BEGIN
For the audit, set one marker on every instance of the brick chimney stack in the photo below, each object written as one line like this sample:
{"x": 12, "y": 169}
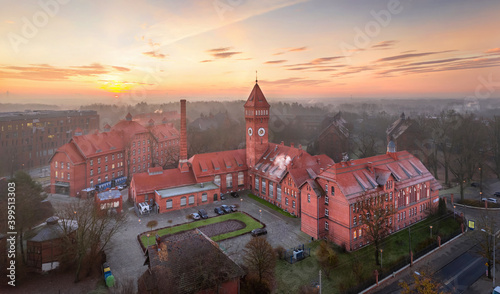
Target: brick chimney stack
{"x": 183, "y": 163}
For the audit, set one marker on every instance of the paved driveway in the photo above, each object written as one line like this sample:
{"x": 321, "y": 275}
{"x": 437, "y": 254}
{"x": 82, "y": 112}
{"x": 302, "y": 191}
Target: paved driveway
{"x": 126, "y": 257}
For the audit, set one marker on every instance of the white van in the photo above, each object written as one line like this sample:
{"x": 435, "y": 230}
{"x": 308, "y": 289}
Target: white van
{"x": 143, "y": 207}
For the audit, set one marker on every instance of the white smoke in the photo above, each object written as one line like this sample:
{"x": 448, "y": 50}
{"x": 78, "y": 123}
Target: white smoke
{"x": 282, "y": 161}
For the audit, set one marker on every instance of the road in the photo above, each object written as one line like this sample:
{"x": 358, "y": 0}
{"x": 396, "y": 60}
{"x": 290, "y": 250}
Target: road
{"x": 462, "y": 272}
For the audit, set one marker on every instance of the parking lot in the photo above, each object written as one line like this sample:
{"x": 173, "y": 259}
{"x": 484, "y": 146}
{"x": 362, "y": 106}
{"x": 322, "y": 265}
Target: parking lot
{"x": 126, "y": 257}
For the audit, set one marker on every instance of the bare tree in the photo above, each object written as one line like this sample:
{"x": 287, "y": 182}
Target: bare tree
{"x": 376, "y": 220}
{"x": 93, "y": 233}
{"x": 260, "y": 258}
{"x": 422, "y": 283}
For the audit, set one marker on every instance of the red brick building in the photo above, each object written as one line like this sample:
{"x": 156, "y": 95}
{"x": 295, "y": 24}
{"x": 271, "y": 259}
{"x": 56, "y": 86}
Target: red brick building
{"x": 28, "y": 139}
{"x": 102, "y": 160}
{"x": 323, "y": 193}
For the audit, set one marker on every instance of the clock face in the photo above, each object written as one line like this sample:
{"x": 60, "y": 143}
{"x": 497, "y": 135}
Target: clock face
{"x": 262, "y": 131}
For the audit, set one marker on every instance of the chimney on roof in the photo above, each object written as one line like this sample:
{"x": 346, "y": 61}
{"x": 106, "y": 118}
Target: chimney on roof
{"x": 183, "y": 163}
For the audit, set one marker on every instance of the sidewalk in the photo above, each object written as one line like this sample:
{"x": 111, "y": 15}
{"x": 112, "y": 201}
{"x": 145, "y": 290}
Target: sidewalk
{"x": 434, "y": 262}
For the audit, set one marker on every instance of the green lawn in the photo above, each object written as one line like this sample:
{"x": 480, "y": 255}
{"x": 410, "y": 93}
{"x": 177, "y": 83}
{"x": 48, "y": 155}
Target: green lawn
{"x": 249, "y": 222}
{"x": 290, "y": 277}
{"x": 270, "y": 205}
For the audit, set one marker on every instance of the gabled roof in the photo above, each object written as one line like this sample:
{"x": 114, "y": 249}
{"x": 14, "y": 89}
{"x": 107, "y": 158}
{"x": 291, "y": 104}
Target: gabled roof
{"x": 71, "y": 151}
{"x": 256, "y": 99}
{"x": 358, "y": 176}
{"x": 189, "y": 258}
{"x": 280, "y": 159}
{"x": 209, "y": 164}
{"x": 98, "y": 143}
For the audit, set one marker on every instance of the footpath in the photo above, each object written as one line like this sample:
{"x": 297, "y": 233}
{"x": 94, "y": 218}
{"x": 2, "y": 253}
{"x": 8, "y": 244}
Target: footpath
{"x": 433, "y": 262}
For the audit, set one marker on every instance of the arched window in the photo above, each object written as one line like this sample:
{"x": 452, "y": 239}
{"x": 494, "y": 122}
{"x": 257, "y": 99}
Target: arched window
{"x": 241, "y": 179}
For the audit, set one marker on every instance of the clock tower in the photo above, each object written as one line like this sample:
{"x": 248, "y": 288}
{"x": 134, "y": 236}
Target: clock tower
{"x": 257, "y": 125}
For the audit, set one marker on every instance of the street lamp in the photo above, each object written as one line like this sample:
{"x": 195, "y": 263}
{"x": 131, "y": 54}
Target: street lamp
{"x": 381, "y": 250}
{"x": 494, "y": 236}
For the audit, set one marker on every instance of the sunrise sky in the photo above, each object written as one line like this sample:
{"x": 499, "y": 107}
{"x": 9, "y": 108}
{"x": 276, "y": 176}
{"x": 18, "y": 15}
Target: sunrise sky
{"x": 116, "y": 51}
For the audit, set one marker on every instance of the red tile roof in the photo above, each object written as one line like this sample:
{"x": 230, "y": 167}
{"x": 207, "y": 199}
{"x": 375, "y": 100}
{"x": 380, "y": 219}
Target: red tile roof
{"x": 358, "y": 176}
{"x": 98, "y": 143}
{"x": 146, "y": 183}
{"x": 210, "y": 164}
{"x": 72, "y": 152}
{"x": 256, "y": 98}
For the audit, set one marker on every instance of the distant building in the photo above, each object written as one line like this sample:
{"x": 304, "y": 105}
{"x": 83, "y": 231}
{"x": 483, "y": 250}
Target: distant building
END
=== WHAT IS BEING ASKED ===
Show every line from the entries above in which the word "distant" appears.

=== COMPLETED TASK ===
For the audit, set one marker on every instance of the distant building in the photo above, each object written as one line like this sample:
Target: distant building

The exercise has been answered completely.